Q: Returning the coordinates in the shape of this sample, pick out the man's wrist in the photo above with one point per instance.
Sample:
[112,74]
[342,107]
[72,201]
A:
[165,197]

·····

* Work required: Return all of the above records exactly, leaving no line out.

* Finished answer:
Q: Returning the coordinates in the shape of this sample, pick out the man's wrist in the photo above with one point per instance.
Sample:
[112,74]
[342,107]
[72,201]
A:
[165,197]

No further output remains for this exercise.